Data records
※

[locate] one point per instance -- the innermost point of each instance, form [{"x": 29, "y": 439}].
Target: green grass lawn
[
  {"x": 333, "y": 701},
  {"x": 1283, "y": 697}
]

※

_Set task_. Rewrite the records with every occurrence of "innermost point" changed to "central point" and nothing else altered.

_The completed task_.
[locate] one point per instance -- the central point of each instance, form [{"x": 29, "y": 439}].
Target: green grass lawn
[
  {"x": 333, "y": 701},
  {"x": 1283, "y": 697}
]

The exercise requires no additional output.